--- Obiettivo ---
Ricopia parola per parola tutti i record riportati qui sotto.

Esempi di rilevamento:
——

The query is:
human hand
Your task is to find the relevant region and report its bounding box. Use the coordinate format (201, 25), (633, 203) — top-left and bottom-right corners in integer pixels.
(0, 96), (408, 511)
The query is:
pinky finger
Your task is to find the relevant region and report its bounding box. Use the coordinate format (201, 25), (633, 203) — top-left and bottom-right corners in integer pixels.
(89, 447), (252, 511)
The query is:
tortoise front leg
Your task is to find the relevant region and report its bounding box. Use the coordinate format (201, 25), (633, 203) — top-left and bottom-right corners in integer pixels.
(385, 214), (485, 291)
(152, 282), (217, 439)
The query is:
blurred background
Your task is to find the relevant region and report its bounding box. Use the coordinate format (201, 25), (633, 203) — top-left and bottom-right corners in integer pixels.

——

--- Risposta scritta ---
The query is:
human hand
Your task is to find the relevant region and report its bounding box. Use the coordinate format (201, 25), (633, 203) — top-left and bottom-right corners in integer pixels.
(0, 96), (408, 511)
The query is:
pinky finger
Your task is to find the relevant region and report its bounding box. Use the coordinate format (201, 25), (633, 203) — top-left and bottom-right corners in integer pixels.
(89, 447), (252, 511)
The query is:
tortoise front leg
Your task is to find the relevant region and report its bounding box. Use the coordinate format (201, 25), (633, 203) — top-left and bottom-right corners in integer pixels.
(385, 214), (485, 291)
(152, 282), (217, 439)
The query is:
blurred background
Your task is to find the relevant region and report its bounding box. Use the coordinate format (201, 25), (633, 203) — top-left and bottom-right corners in integer pixels.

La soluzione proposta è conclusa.